▶ Short problem A:
Print the listing lines starting with the line that contains "panel in the photo above." and going on through the end of the listing.

Zhongren Wang

Queue Storage Design for Metered On-Ramps

Queue storage at a metered freeway on-ramp is an essential design element for metered on-ramps to prevent on-ramp queue from extending beyond on-ramps. In this paper, various existing methodologies that are used to size the queue storage at metered on-ramps were first reviewed. It was found that queue storage sized using 7% of peak hour on-ramp demand is widely accepted in practice. A limited dataset collected in California helps provide some reality check for this method. It is recommended that queue storage be recognized as an indispensable design element at metered on-ramps, and detailed sizing guidance be developed in the highway geometric design policy of the American Association of State Highway and Transportation Officials (AASHTO).

▶ Exercise data:
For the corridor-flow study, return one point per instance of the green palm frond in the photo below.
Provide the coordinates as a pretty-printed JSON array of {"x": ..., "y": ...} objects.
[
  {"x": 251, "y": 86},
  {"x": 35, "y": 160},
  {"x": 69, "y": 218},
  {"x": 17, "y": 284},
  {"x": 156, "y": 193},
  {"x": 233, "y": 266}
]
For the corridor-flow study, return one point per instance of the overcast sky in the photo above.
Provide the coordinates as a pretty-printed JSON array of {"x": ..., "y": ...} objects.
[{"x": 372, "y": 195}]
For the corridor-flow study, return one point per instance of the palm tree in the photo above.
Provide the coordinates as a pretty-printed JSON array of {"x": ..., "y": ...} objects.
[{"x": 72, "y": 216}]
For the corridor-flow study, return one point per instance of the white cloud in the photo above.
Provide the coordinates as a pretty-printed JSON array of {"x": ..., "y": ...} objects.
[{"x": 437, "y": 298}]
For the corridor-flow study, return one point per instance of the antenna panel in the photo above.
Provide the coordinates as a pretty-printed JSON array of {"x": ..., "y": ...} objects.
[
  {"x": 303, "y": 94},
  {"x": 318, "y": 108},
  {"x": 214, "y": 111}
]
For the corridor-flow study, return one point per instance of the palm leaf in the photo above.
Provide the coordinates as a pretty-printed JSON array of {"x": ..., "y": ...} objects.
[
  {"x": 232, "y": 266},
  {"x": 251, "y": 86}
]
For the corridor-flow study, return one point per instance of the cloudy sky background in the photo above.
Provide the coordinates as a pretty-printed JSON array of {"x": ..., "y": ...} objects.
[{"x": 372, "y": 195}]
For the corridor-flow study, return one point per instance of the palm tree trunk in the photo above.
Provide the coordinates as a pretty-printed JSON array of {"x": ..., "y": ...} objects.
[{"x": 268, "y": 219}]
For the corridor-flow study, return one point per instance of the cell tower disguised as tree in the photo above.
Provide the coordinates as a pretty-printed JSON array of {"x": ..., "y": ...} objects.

▶ Short problem B:
In the abstract on queue storage at metered on-ramps, switch "California" to "Oregon" and write out the passage starting with "Zhongren Wang" and going on through "Transportation Officials (AASHTO).".

▶ Complete output A:
For the corridor-flow study, return one point per instance of the antenna panel in the photo above.
Provide the coordinates as a pretty-printed JSON array of {"x": ..., "y": ...} objects.
[
  {"x": 303, "y": 94},
  {"x": 318, "y": 108},
  {"x": 214, "y": 111}
]
For the corridor-flow study, return one point per instance of the palm leaf in the photo above.
Provide the coordinates as a pretty-printed JSON array of {"x": ..., "y": ...} objects.
[
  {"x": 232, "y": 266},
  {"x": 251, "y": 86}
]
For the corridor-flow study, return one point per instance of the cloudy sky background in the photo above.
Provide the coordinates as a pretty-printed JSON array of {"x": ..., "y": ...} objects.
[{"x": 372, "y": 195}]
For the corridor-flow study, return one point per instance of the palm tree trunk in the photo above.
Provide the coordinates as a pretty-printed JSON array of {"x": ..., "y": ...} objects.
[{"x": 268, "y": 219}]
For the corridor-flow study, return one point per instance of the cell tower disguised as tree in the photo above.
Provide the coordinates as a pretty-printed JSON array of {"x": ..., "y": ...} objects.

▶ Complete output B:
Zhongren Wang

Queue Storage Design for Metered On-Ramps

Queue storage at a metered freeway on-ramp is an essential design element for metered on-ramps to prevent on-ramp queue from extending beyond on-ramps. In this paper, various existing methodologies that are used to size the queue storage at metered on-ramps were first reviewed. It was found that queue storage sized using 7% of peak hour on-ramp demand is widely accepted in practice. A limited dataset collected in Oregon helps provide some reality check for this method. It is recommended that queue storage be recognized as an indispensable design element at metered on-ramps, and detailed sizing guidance be developed in the highway geometric design policy of the American Association of State Highway and Transportation Officials (AASHTO).